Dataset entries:
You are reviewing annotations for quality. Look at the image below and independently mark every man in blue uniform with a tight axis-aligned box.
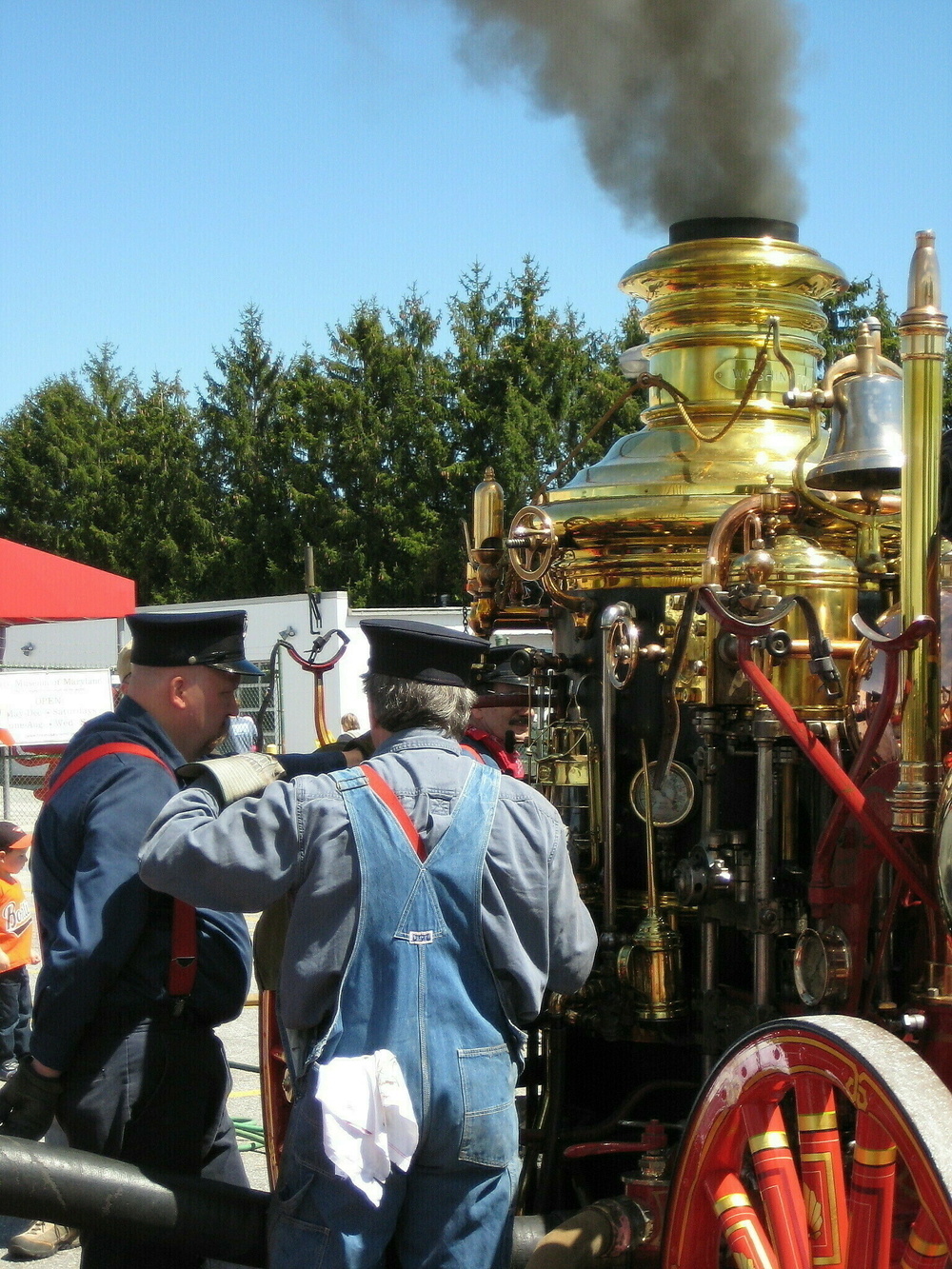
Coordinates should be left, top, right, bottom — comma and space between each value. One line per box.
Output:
0, 612, 260, 1269
141, 621, 595, 1269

• Exercise goal: Reproduce every row above with each "box" changed to "rectangle" and everything else left as is. Omit the pictures.

• Answer to this task:
You are reviewing annotations for quality. Look at the image below and independently mark every man in blue uniform with a tight axis-aligned rectangle.
Coordinates should be left, top, right, bottom — comma and space between each value. One line per rectangle.
Output:
0, 612, 260, 1269
141, 621, 595, 1269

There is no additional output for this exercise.